-- Start Data section --
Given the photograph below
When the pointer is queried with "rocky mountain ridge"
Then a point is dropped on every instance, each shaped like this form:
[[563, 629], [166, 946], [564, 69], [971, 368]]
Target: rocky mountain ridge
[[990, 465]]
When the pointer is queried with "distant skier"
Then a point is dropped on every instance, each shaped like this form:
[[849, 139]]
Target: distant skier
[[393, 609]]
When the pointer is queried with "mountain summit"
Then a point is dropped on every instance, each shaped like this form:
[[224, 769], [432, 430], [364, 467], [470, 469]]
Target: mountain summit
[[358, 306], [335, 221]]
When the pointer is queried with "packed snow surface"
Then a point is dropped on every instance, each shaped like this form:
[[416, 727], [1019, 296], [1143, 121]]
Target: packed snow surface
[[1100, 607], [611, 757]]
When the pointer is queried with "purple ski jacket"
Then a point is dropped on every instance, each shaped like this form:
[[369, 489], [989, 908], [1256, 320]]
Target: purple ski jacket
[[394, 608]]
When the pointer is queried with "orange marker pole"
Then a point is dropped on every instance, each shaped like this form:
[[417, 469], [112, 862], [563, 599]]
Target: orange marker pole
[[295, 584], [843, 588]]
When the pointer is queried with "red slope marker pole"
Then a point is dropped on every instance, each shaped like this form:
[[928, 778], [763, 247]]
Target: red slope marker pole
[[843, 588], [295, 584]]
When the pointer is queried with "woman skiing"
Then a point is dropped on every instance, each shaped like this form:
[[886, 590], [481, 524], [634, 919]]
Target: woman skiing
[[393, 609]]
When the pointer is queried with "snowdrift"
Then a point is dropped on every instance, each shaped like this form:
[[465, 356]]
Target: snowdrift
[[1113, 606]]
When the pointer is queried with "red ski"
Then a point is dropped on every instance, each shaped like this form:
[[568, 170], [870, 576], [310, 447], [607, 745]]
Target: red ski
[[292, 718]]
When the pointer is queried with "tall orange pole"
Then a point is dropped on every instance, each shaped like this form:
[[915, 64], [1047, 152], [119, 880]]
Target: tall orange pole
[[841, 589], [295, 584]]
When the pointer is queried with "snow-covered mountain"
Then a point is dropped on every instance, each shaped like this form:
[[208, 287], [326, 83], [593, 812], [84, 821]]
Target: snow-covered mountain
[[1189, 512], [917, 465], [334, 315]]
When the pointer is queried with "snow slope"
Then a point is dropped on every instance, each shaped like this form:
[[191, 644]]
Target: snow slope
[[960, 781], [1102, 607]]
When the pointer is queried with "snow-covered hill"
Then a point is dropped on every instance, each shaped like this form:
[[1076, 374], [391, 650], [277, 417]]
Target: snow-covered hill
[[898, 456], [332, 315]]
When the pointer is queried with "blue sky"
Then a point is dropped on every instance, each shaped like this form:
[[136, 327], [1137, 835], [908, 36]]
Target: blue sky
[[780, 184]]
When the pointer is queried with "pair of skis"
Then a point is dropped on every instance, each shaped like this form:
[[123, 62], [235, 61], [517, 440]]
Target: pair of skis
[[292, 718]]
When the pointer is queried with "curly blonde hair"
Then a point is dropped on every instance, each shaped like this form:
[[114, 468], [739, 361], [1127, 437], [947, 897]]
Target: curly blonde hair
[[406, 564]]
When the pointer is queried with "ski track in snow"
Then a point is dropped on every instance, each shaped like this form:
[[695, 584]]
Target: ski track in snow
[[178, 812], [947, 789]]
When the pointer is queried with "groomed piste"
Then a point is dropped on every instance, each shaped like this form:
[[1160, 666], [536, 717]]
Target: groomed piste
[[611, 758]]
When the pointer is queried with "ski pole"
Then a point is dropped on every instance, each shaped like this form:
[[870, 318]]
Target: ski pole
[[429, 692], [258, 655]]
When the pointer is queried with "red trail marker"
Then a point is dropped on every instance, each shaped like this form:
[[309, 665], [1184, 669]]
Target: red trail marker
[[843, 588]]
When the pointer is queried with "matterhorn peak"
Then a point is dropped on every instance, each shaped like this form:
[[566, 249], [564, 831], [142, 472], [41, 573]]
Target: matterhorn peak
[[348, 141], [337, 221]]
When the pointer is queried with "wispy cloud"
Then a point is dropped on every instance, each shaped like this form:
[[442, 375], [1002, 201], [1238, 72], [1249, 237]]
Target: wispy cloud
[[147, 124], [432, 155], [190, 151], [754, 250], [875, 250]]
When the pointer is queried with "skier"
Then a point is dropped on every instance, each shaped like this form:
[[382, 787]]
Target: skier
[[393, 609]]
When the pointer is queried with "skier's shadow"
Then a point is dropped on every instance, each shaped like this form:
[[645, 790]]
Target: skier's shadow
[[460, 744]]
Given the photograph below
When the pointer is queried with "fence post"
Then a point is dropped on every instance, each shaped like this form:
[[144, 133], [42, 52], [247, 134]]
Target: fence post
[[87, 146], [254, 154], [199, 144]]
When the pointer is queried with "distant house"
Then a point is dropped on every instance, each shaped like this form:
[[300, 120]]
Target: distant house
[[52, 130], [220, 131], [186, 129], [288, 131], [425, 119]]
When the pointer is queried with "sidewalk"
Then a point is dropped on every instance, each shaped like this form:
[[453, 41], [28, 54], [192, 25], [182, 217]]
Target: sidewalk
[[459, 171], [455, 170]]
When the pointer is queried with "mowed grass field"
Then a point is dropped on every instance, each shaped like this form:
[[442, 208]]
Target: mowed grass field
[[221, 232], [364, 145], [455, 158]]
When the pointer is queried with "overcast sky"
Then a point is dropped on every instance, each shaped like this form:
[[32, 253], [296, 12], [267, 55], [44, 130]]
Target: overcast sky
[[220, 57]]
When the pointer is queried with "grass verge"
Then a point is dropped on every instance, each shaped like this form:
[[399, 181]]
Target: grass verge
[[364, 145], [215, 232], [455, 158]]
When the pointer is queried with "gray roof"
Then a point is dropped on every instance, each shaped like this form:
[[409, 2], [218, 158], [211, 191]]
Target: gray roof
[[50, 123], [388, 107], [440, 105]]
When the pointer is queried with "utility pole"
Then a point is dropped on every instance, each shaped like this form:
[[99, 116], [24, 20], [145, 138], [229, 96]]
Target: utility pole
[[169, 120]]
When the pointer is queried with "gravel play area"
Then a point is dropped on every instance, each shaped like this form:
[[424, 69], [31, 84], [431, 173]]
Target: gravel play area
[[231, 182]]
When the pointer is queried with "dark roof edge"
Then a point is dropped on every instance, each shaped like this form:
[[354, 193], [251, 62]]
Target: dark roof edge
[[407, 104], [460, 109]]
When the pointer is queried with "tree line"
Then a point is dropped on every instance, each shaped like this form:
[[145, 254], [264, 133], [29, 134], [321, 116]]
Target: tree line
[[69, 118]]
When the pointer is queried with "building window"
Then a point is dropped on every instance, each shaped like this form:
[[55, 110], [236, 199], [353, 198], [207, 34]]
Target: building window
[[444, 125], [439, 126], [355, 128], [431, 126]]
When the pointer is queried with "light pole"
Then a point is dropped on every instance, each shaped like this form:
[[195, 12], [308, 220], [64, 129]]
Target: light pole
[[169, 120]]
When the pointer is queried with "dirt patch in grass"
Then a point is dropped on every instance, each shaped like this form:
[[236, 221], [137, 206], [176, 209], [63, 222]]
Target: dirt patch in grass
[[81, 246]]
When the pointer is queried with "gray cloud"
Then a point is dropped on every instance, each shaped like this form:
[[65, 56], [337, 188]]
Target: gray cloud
-- End Data section --
▸ Set problem
Return every line of the records that contains the string "hair".

▸ Answer in full
When the pointer is queried with "curly blonde hair"
Target: curly blonde hair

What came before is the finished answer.